--- Start of DATA LINES ---

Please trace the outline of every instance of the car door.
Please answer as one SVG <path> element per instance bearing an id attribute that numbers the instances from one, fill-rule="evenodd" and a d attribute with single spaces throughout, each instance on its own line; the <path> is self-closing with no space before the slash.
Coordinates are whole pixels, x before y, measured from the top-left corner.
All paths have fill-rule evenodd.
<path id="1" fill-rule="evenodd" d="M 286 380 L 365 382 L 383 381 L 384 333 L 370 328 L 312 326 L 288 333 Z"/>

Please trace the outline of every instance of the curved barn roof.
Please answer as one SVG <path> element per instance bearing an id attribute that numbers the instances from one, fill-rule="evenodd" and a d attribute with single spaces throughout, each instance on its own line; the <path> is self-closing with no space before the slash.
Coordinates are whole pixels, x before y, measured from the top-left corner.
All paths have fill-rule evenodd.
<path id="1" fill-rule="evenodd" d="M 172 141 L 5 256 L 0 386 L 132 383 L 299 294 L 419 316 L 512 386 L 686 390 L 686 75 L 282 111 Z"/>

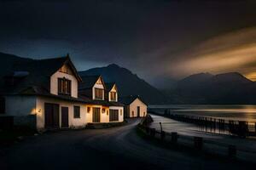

--- End of DATA LINES ---

- BRIEF -
Repeat all of the entries above word for word and leave out the pictures.

- COMPLETE ANSWER -
Please trace the outline of every instance of the car door.
Please answer as one SVG <path> element per instance bearing an id attribute that numbers the instances from one, fill-rule="evenodd" and a d attribute with single spaces throughout, each instance on its own line; the <path> is self-closing with no space before the slash.
Coordinates are whole pixels, x before y, measured from the top-left corner.
All paths have fill-rule evenodd.
<path id="1" fill-rule="evenodd" d="M 286 380 L 365 382 L 383 381 L 384 333 L 370 328 L 312 326 L 288 333 Z"/>

Please trace the outline of every instance of the curved barn roof.
Please answer as one SVG <path> element per instance bearing an id attribute that numbers the instances from one, fill-rule="evenodd" and a d attribute with single spaces throughout, each instance on its own line; the <path> is self-closing with no space before the slash.
Coordinates are whole pixels, x before y, measured from the top-left corner.
All paths have fill-rule evenodd.
<path id="1" fill-rule="evenodd" d="M 172 141 L 5 256 L 0 386 L 132 383 L 299 294 L 419 316 L 512 386 L 686 390 L 686 75 L 282 111 Z"/>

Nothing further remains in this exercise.